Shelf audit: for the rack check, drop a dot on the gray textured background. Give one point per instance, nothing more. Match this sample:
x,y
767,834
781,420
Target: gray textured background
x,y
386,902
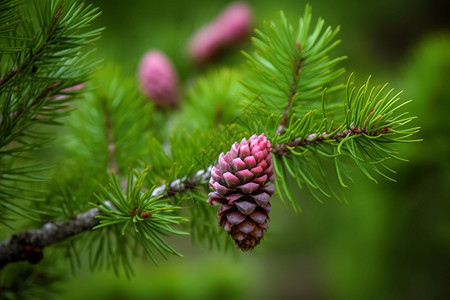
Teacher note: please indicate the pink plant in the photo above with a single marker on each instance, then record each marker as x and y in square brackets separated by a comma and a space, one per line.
[60, 97]
[242, 186]
[158, 79]
[232, 26]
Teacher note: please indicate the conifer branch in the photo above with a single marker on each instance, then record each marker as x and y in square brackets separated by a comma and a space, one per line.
[292, 92]
[283, 148]
[29, 245]
[40, 50]
[112, 164]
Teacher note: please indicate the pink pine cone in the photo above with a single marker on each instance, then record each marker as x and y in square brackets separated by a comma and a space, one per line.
[158, 79]
[241, 181]
[233, 25]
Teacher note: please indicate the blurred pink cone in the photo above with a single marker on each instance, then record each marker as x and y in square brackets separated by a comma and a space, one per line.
[232, 26]
[158, 79]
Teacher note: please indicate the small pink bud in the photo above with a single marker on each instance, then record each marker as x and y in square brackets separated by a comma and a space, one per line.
[158, 79]
[232, 26]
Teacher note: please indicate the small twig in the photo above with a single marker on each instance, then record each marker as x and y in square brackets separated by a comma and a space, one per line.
[292, 92]
[29, 245]
[282, 149]
[112, 164]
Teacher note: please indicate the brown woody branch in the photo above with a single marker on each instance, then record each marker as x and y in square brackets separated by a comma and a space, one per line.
[30, 59]
[29, 245]
[283, 149]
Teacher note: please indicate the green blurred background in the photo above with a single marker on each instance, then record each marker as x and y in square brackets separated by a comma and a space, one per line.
[393, 239]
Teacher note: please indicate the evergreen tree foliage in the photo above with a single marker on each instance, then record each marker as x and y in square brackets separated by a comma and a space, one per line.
[143, 174]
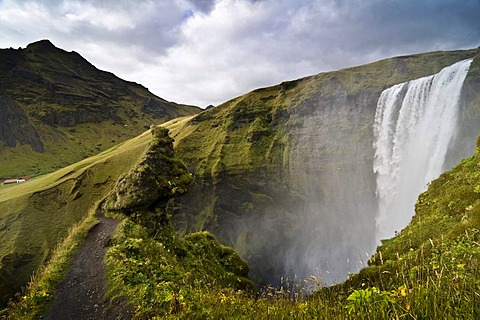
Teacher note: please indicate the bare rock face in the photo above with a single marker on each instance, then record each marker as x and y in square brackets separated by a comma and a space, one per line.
[15, 127]
[285, 176]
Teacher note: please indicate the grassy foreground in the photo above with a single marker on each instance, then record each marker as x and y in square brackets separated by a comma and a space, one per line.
[429, 271]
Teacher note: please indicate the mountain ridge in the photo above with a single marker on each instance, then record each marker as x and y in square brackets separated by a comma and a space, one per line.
[56, 98]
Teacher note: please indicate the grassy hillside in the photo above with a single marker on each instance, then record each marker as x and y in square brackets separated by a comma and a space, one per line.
[35, 215]
[428, 271]
[56, 109]
[267, 161]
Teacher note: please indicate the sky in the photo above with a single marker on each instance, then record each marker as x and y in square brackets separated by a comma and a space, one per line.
[204, 52]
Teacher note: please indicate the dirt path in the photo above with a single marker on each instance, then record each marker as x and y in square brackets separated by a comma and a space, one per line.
[80, 295]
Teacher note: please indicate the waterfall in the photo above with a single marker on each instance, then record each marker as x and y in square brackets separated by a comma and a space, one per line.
[414, 124]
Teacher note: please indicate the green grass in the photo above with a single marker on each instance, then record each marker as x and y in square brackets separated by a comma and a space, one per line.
[36, 214]
[42, 287]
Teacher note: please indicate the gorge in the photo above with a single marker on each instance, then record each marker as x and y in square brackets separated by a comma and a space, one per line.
[415, 123]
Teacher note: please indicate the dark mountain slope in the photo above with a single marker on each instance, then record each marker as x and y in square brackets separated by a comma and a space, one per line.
[57, 108]
[284, 174]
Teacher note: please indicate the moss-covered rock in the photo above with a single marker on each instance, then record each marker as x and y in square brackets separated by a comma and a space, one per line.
[154, 180]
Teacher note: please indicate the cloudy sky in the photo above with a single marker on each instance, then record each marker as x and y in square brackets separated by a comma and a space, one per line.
[207, 51]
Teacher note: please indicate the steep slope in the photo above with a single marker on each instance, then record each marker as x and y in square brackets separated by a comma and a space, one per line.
[284, 174]
[35, 215]
[56, 108]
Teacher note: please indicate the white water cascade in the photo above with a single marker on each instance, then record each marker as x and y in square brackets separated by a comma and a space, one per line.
[415, 122]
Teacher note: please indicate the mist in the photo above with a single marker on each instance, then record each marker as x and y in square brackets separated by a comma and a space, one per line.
[356, 168]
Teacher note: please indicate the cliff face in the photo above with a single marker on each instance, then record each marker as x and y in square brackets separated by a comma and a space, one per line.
[60, 101]
[284, 174]
[15, 127]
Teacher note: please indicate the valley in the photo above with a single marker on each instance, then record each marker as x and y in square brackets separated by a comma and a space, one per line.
[283, 175]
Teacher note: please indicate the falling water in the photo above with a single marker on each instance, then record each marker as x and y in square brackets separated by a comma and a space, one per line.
[414, 124]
========================================================================
### Exercise goal
Write out the rows above, from the line containing "Teacher note: please indicate the mist" through the final line of the rows, both ends included.

### Exercise answer
Teacher note: please indicate the mist in the photo above with a single marker on each instance, then record each marker as x and y in square brackets separated by a comma and a space, one per line.
[356, 168]
Teacher note: please indicate the cliff face in the photo above with a single marker on each instance, then record each marker as x and y in square brackets separated by a comma and a space, one per line.
[60, 101]
[284, 174]
[15, 127]
Teacher note: please indicate the valley in the photo above with a single marker on each instance, then record each marker as x and y in square brackets separated by a comma and a space, one per line.
[283, 175]
Teacher note: please indicate the falling water in the photo above with a single marker on each instance, then record each marker as x and y in square brackets separated by a comma and a space, one per line.
[414, 124]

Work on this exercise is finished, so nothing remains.